• **REQUIREMENT**:
In the listing below, replace "Mark" with "Outline" in the lines from the one with "Target: mount fuji" up to and including the one with "[[[48,120],[150,82],[248,126],[328,139],[324,1],[12,1],[0,124]]]". Return only those lines, with everything else left unchanged.
= = = =
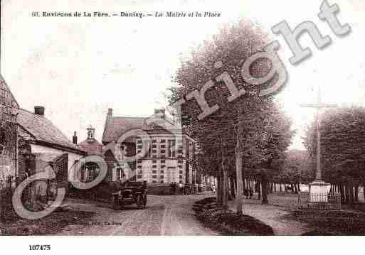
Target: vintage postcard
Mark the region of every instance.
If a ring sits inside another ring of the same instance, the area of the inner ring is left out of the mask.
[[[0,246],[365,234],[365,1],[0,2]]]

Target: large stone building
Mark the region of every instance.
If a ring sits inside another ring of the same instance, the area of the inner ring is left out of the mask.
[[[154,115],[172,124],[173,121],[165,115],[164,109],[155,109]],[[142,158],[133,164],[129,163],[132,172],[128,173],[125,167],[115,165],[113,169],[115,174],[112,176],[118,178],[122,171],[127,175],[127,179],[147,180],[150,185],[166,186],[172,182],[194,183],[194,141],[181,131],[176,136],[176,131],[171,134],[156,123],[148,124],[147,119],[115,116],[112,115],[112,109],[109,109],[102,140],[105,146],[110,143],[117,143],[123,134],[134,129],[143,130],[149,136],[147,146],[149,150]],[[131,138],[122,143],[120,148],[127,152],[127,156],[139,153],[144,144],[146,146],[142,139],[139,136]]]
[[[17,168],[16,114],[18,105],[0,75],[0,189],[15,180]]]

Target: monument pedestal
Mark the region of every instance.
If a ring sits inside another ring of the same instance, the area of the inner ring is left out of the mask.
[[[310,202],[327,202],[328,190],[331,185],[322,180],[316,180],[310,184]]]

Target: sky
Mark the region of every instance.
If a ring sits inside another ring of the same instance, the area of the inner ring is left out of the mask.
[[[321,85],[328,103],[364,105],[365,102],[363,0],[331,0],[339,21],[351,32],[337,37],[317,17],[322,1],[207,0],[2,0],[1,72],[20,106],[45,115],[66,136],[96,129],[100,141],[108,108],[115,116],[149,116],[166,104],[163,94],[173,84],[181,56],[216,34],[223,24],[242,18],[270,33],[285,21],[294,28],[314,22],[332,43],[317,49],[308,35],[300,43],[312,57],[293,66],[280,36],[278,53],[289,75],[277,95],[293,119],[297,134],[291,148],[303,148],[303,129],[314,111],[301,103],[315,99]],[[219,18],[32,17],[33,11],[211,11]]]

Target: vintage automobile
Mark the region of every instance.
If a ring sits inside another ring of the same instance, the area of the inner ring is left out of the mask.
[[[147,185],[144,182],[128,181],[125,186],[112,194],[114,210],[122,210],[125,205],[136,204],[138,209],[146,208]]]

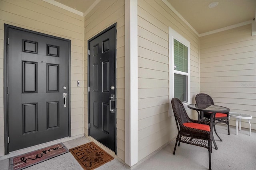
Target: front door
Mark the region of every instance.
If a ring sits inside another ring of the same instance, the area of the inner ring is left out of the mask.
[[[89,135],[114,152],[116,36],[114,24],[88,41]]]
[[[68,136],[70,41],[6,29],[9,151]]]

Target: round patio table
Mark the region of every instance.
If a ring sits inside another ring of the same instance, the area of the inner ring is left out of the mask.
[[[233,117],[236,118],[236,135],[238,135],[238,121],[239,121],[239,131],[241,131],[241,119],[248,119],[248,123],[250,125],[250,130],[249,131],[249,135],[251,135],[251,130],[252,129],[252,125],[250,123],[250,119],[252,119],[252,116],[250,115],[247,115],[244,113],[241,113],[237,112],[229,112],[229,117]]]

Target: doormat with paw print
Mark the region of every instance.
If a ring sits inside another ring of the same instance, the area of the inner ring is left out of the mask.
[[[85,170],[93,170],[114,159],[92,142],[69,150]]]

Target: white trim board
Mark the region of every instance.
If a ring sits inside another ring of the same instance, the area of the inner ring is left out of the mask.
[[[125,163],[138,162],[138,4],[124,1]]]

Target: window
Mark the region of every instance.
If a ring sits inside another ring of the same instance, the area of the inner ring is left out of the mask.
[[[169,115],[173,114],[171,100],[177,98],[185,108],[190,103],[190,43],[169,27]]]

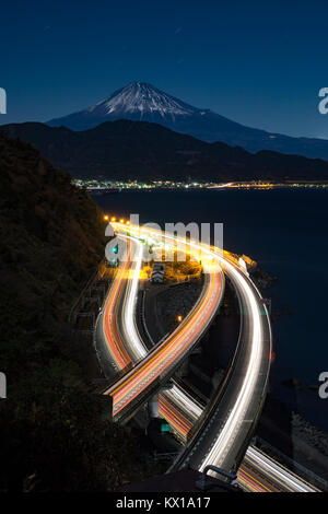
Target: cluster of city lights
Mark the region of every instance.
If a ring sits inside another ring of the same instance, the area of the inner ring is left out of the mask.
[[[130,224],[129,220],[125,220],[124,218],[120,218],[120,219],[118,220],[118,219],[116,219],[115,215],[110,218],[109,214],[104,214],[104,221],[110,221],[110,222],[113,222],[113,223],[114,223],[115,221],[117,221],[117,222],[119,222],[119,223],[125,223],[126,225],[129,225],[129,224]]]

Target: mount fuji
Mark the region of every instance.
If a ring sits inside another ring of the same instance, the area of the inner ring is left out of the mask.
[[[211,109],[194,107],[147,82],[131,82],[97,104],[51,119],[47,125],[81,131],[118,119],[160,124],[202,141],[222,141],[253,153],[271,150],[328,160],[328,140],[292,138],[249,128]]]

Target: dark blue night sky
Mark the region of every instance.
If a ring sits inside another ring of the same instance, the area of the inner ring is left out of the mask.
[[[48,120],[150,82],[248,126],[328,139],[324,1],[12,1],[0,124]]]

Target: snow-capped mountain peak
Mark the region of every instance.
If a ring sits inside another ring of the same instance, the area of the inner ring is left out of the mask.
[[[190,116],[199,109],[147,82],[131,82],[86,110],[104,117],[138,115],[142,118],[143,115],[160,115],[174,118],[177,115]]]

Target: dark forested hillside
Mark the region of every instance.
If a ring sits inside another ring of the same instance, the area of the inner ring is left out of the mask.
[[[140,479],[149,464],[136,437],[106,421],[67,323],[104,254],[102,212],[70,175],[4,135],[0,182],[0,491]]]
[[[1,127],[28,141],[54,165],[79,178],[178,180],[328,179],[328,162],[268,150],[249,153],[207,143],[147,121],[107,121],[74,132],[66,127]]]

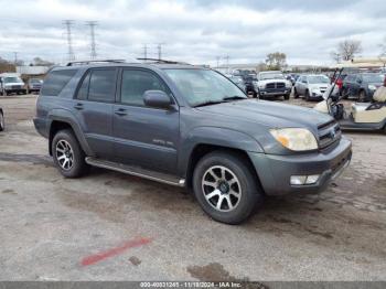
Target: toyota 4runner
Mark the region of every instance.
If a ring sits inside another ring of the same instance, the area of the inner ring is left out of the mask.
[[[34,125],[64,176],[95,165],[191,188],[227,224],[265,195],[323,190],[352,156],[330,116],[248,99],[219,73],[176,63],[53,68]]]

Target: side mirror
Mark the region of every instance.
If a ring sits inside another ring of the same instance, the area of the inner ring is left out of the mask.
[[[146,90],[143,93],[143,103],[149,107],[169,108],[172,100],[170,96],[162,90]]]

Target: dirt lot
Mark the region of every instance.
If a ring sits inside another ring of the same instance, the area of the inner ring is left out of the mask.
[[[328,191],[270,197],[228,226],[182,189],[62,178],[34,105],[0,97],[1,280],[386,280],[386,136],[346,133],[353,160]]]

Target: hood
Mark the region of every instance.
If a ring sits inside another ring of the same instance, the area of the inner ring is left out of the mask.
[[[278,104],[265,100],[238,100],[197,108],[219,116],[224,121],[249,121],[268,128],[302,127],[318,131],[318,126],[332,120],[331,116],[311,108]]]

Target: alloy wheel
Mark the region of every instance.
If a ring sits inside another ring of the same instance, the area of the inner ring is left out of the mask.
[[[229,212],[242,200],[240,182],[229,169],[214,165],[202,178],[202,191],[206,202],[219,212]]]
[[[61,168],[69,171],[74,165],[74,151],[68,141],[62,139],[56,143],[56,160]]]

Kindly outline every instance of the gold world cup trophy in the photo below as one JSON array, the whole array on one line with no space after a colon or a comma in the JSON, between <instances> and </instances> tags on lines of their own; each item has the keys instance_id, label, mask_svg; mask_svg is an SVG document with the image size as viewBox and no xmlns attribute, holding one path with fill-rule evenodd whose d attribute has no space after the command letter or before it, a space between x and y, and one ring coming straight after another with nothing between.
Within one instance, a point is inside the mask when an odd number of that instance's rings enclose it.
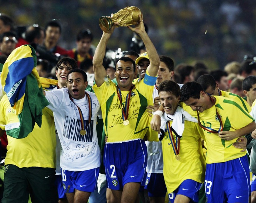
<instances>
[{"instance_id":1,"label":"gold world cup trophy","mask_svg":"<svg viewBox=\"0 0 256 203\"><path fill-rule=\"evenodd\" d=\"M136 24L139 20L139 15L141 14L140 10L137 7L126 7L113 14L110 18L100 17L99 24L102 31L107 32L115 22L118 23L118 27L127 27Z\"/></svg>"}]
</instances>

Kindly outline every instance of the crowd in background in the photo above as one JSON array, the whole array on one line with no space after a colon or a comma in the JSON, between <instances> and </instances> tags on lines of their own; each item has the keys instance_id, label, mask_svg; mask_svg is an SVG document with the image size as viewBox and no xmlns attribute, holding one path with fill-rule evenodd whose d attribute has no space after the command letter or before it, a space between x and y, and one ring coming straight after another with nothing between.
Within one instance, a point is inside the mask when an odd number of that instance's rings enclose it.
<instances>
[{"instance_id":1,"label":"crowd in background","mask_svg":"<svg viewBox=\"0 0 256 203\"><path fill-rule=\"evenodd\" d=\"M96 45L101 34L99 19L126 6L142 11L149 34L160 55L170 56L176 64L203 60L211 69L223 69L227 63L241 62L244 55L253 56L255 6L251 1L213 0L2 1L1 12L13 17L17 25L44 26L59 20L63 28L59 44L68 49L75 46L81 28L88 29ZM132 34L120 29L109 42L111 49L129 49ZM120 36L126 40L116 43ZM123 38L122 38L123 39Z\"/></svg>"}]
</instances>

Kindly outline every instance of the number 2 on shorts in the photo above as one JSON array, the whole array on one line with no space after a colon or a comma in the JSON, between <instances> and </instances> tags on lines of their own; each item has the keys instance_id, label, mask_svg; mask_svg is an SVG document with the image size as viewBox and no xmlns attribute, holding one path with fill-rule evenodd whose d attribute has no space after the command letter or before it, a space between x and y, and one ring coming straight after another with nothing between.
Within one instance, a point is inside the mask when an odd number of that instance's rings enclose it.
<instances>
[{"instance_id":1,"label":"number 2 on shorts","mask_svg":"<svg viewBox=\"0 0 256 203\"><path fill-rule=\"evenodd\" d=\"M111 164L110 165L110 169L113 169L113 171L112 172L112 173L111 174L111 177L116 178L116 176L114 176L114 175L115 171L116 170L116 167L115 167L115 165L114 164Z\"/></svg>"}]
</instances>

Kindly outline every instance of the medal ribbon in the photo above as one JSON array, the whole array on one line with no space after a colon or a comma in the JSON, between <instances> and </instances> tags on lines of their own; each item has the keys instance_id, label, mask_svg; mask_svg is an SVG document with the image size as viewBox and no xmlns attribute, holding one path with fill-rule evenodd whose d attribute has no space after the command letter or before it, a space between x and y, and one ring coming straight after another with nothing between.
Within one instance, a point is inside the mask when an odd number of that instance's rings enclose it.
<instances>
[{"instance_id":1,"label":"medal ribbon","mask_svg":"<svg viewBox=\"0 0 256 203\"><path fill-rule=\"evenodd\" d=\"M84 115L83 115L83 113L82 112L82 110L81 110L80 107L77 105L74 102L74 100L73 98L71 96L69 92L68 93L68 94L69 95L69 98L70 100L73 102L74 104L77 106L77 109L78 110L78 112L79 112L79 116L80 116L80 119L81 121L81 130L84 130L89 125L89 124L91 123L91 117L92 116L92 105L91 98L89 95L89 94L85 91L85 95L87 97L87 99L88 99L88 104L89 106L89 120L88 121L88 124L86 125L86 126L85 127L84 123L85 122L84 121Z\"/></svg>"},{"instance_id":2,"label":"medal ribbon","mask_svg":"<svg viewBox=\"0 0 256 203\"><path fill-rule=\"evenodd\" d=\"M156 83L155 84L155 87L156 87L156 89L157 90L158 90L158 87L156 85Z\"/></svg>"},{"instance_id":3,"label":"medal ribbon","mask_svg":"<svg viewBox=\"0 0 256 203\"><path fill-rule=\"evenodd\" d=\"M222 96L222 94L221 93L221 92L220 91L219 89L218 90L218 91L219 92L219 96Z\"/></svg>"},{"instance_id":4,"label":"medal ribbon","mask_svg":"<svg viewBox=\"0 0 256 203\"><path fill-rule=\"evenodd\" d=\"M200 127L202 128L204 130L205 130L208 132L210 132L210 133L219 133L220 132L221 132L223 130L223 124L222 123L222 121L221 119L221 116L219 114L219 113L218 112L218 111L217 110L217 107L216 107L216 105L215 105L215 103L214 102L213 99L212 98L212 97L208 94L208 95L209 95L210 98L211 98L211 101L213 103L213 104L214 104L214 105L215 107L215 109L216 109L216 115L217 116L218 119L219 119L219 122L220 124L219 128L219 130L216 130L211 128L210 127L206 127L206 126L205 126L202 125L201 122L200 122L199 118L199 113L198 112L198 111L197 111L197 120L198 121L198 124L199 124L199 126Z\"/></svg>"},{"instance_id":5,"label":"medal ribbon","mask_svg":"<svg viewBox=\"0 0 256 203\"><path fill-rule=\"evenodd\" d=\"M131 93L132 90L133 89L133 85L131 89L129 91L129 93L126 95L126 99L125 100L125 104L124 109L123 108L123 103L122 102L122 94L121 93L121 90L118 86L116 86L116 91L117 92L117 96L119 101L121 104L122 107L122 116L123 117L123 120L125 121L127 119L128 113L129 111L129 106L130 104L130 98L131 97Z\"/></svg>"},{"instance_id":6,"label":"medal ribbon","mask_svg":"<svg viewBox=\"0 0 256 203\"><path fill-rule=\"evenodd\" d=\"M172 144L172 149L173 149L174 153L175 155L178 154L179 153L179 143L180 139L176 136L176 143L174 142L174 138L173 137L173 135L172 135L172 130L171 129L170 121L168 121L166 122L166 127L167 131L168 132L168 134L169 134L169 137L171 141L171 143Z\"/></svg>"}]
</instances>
= = = =
• **TASK SOLUTION**:
Target: mount fuji
Outline the region of every instance.
If a ring sits inside another ring of the same instance, the area of the inner ring is left out of the mask.
[[[211,109],[194,107],[147,82],[131,82],[97,104],[51,119],[47,125],[81,131],[118,119],[160,124],[202,141],[222,141],[253,153],[271,150],[328,160],[328,140],[292,138],[249,128]]]

Target: dark blue night sky
Outline the region of every instance.
If a ring sits inside another ring of the same instance, the area of the inner ring is left out of the mask.
[[[48,120],[150,82],[248,126],[328,139],[324,1],[12,1],[0,124]]]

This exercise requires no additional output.